[PROVIDED PASSAGE start]
By Perri Nemiroff
Collider
January 13, 2016
The crew of the CG36500 that went out to rescue the stranded men aboard the SS Pendleton in the middle of a vicious nor’easter may be humble and have zero interest in boasting about their accomplishment, but on January 29th, we’re going to celebrate their bravery on the big screen in Craig Gillespie’s adaptation of the Casey Sherman book, The Finest Hours: The True Story of the U.S. Coast Guard’s Most Daring Sea Rescue.
The movie will cover what went down on the SS Pendleton after the tanker split in two in the middle of the storm, but during my visit to set back in November 2014, we focused primarily on the crew of the lifeboat that agreed to embark on what seemed like a suicide mission in order to rescue them. Chris Pine leads the film as Bernie Webber, the captain and driver of the CG36500, and he’s joined by novice engine man Andy Fitzgerald (Kyle Gallner), an inexperienced guy on lightship duty named Ervin Maske (John Magaro), and Richard Livesey (Ben Foster), the more seasoned member of the crew who wasn’t thrilled about risking his life with a bunch of third-stringers.
[PROVIDED PASSAGE end]
REQUIRED WORK:
A. In the article about The Finest Hours, which actor plays Richard Livesey?
B. Please continue the article about The Finest Hours from the point where it stops.
The listing after this article comes from a separate source.
[ENTRIES SUPPLIED start]
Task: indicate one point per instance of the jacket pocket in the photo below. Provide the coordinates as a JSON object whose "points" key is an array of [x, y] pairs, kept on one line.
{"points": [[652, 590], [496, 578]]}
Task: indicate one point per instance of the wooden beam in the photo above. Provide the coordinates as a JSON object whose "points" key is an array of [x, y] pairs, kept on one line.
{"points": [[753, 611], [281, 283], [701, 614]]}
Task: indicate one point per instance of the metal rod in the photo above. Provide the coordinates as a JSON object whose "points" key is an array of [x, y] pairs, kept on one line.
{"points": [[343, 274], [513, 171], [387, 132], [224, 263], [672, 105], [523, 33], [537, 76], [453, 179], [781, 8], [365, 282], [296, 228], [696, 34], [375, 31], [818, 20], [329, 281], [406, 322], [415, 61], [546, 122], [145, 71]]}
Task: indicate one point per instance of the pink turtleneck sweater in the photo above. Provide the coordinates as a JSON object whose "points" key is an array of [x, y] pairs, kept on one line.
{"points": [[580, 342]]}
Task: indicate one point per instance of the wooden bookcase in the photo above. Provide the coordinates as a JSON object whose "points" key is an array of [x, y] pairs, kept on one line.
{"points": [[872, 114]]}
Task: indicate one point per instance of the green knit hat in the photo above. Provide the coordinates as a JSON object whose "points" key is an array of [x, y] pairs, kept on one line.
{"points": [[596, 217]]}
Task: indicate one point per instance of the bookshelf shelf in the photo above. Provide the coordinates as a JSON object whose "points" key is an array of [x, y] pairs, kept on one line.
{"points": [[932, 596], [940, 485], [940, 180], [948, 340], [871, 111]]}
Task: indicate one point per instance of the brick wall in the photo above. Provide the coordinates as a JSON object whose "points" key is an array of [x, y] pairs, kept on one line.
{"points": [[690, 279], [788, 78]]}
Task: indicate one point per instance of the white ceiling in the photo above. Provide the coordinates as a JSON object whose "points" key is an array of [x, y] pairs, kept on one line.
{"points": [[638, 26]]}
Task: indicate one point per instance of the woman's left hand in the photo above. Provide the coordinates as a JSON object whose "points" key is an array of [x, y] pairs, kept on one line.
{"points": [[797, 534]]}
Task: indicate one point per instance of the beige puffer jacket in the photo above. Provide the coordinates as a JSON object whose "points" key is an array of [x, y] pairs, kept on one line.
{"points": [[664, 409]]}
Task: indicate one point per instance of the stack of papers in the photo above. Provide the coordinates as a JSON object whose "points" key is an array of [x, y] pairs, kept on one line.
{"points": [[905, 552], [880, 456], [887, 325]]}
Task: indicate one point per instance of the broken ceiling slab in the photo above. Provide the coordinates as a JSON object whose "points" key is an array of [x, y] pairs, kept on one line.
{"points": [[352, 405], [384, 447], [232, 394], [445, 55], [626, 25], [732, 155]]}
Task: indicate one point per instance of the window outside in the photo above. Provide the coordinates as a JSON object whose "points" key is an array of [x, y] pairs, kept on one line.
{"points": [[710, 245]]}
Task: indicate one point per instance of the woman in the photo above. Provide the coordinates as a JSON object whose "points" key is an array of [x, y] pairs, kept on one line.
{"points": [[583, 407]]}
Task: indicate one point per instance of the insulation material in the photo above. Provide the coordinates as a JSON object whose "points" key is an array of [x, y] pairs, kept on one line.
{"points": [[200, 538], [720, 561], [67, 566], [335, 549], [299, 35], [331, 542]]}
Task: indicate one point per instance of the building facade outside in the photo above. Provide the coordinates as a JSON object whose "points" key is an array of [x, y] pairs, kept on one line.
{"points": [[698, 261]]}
[ENTRIES SUPPLIED end]
THE RESULTS:
A. Ben Foster

B.
While on the Boston set, we got the chance to watch Pine, Foster and Magaro brave some serious wind and rain while the CG36500 rocked around on a gimbal, tour select sets and chat with Pine, Foster, Magaro, Gallner, Gillespie and producers Dorothy Aufiero and Jim Whittaker during roundtable interviews. Check out some of the highlights below:
Aufiero was pitched the project in a parking lot. She began, “I was looking at another project that actually is a book that Casey Sherman had done. I had been pitched this project and I was in a meeting to just meet the author. I determined it really wasn’t the story that I was interested in making.” She thought that was that but Sherman wasn’t letting her off the hook that easy. “I was saying my goodbyes and leaving the building and Casey started following me and he said, ‘Can I see you for a minute? Do you mind if I walk you out?’ And I said, ‘No, it’s alright.’ So we went to the parking lot and I was getting close to my car and he whipped out the book The Finest Hours and he said, ‘I have your next big thing.’” She laughed and recalled, “I’m looking at the cover and there’s this tanker sinking and I’m thinking, ‘This is not anything I’m remotely interested in.’ So I said that I’d look at it and he said, ‘I think that it’s Disney.’ So I drove home and later in the afternoon I was flipping through it and I really was completely blown away by the story.”
The Finest Hours actually is in Disney’s wheelhouse. Here’s how Foster put it; “This isn’t going to be Lone Survivor 2. I think it’s really brave and exciting that Disney’s doing it, but it also feels very much in their wheelhouse from way back when. It feels like a callback to a grander time of, in my opinion, of films that I feel more connected to, the 30s and 40s.” He added, “It’s more about a type of men who don’t go home and tell the town how great they are.”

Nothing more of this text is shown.